*** Opening Selected excerpt ***
- Church: Church of the Province of Central Africa
- Diocese: Lake Malawi
- In office: 1978–2005
- Predecessor: Josiah Mtekateka
- Successor: Jameson Mwenda

Orders
- Ordination: 1972 (priesthood)
- Consecration: 25 June 1978 by Donald Arden

Personal details
- Born: 1940 Ntchisi, Malawi
- Died: March 8, 2005 (aged 64–65) Lilongwe, Malawi
- Denomination: Anglican
- Children: 9

= Peter Nyanja =

Malawian Anglican bishop (1940–2005)

Peter Nathaniel Nyanja (1940 – 8 March 2005) was a Malawian Anglican bishop. From 1978 until his death in 2005, he was the second bishop of Lake Malawi in the Church of the Province of Central Africa.

==Biography==
Nyanja was born in 1940 in Ntchisi to non-Christian parents. He converted to Christianity in 1962 while studying at a teacher training college and came to the attention of Bishop Donald Arden and trained for ordination in Tanzania and Zambia.
*** Closing Selected excerpt ***
According to the Peter Nyanja page above, in what year did he convert to Christianity?
*** Opening Data supplied ***
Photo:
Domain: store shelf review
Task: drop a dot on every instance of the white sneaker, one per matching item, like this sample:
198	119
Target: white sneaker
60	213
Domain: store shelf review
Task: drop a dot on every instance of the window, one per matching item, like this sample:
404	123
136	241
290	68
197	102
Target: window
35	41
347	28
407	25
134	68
*** Closing Data supplied ***
== Result ==
1962